Despite the alleged crackdown by Wal-Mart, he's passed out 15 union organizing cards and had seven signed and returned -- all from black employees. While the required number of sign-ups is likely to be disputed later, there may be another 140 or so still needed to authorize an election.
Those prospects look unlikely, although Lee also has been pursuing action on dual legal fronts. In August, he filed charges with the National Labor Relations Board, alleging that Wal-Mart violated his union organizing rights. This month, Lee also filed a complaint with the Equal Employment Opportunity Commission, contending that black employees are paid less than others and that a co-worker continued to racially harass him.
Management at Lee's store referred Press inquiries to the Wal-Mart public relations department. Spokeswoman Gallagher says she is not familiar with Lee's case. "I can tell you that Wal-Mart does not use scare tactics against our associates during these union campaigns," she says. "I can tell you that a lot of times our associates do have problems and questions they might have received from the unions, and we have a support team to answer and give them factual information on that.
"We just simply don't believe unionization is right for Wal-Mart," Gallagher adds. "We just don't think it would improve our relationship with associates."

Supplied data:
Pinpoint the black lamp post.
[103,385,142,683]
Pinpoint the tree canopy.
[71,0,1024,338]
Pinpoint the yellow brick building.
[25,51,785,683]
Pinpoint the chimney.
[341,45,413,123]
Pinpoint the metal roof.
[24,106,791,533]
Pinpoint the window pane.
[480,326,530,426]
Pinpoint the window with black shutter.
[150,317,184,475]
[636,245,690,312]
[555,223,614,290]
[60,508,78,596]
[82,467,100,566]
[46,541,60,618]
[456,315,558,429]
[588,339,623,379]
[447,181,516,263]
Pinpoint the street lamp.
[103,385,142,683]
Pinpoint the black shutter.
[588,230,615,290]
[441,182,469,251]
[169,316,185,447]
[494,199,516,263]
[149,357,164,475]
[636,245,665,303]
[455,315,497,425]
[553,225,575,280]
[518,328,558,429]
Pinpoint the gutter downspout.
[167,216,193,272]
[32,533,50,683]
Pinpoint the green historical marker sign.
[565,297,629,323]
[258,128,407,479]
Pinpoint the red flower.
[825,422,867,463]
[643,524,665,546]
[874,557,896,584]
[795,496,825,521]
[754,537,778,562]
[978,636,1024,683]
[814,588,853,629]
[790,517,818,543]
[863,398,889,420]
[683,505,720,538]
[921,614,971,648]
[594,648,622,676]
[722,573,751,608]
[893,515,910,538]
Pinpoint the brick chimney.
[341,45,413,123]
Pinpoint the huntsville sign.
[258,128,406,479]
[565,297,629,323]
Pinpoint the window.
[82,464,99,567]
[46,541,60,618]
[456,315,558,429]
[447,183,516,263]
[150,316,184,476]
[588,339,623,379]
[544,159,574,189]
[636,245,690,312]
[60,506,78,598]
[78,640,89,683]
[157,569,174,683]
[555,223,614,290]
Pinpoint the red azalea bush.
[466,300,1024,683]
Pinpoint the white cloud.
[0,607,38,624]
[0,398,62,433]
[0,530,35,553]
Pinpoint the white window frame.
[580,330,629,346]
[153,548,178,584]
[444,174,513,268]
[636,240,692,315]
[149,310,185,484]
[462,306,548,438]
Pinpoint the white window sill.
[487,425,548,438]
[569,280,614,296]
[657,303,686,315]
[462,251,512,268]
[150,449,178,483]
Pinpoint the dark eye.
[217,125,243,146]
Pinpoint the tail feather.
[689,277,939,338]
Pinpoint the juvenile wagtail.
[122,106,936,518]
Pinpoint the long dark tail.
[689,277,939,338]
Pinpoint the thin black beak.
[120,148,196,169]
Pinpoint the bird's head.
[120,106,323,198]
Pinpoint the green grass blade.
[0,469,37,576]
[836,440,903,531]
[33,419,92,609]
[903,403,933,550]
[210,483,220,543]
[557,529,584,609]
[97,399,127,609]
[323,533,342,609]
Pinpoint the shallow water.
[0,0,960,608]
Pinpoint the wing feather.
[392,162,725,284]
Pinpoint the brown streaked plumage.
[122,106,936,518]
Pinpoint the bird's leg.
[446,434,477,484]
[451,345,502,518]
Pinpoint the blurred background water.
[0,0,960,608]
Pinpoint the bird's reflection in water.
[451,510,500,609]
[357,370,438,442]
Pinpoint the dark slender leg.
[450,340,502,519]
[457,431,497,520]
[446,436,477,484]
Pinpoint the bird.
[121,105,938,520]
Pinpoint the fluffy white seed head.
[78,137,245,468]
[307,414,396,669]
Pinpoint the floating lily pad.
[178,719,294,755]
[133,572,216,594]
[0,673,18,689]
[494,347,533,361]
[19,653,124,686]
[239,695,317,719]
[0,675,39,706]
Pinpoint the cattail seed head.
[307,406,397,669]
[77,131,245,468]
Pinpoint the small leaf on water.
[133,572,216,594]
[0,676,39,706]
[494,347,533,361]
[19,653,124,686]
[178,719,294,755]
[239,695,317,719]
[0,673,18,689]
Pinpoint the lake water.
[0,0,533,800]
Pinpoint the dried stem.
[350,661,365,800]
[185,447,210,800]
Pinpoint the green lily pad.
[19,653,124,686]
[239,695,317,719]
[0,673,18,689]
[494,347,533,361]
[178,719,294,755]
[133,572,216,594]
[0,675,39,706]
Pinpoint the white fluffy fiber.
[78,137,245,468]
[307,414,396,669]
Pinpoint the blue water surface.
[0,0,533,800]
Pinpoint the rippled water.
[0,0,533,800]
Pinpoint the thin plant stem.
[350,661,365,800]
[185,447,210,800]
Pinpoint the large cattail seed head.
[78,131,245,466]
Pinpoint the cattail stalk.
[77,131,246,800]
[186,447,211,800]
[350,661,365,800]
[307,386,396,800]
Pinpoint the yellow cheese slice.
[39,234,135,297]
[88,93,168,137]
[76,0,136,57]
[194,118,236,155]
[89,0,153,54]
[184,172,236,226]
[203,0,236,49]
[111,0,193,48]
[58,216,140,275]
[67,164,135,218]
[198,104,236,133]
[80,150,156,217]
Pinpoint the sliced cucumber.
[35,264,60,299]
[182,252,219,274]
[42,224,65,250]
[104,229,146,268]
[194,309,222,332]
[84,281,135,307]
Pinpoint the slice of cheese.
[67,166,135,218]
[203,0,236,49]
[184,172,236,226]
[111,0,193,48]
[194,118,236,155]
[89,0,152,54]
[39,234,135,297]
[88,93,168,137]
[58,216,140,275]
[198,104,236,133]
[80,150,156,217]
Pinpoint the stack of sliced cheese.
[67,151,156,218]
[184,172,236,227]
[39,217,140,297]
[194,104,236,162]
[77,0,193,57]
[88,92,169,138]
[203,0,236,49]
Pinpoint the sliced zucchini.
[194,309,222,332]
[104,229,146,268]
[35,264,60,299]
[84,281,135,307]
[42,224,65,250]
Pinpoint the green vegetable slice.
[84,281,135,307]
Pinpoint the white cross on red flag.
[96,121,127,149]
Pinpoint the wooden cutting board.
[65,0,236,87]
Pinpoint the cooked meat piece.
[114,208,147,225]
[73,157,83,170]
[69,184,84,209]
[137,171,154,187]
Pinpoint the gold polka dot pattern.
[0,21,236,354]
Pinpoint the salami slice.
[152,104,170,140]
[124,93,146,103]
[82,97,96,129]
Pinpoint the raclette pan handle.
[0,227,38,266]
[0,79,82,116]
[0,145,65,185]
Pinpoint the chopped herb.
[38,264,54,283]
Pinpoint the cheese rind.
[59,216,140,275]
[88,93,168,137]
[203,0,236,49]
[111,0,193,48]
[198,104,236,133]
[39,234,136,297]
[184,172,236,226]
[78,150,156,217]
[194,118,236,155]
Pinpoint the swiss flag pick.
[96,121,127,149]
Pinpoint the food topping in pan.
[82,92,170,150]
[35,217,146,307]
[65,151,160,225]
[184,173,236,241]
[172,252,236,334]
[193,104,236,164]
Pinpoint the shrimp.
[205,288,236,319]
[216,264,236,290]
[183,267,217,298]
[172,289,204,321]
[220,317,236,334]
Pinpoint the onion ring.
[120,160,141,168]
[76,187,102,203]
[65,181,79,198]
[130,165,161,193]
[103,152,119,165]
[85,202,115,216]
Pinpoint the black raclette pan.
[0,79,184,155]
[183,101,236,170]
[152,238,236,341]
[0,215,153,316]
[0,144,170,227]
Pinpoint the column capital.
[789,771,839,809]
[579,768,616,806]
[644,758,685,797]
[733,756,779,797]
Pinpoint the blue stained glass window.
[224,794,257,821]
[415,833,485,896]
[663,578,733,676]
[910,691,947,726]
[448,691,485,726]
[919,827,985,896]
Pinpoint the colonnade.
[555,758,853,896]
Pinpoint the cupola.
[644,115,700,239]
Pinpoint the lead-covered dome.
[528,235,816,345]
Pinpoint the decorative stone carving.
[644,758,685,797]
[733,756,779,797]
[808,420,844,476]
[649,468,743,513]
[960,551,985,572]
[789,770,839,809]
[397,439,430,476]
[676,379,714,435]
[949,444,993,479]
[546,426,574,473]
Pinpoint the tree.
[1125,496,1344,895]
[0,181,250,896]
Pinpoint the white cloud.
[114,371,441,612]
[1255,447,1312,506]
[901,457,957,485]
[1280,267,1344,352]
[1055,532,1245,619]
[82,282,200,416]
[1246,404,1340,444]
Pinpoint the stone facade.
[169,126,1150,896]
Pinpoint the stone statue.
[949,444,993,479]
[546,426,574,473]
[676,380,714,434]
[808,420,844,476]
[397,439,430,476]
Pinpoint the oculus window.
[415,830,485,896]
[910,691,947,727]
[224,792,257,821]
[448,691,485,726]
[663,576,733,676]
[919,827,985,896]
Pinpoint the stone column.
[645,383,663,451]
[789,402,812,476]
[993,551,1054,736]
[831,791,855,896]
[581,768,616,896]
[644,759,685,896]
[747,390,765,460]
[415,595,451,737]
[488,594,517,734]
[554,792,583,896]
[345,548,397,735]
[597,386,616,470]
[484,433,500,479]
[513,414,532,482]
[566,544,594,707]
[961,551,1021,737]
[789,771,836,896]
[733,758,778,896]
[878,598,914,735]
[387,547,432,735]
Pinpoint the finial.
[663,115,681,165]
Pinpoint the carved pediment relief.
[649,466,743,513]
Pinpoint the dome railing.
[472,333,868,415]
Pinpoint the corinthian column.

What you should do:
In the excerpt about union organizing at Wal-Mart, with which agency did Lee file charges in August, and what did those charges allege?

Answer to this exercise:
He filed charges with the National Labor Relations Board, alleging that Wal-Mart violated his union organizing rights.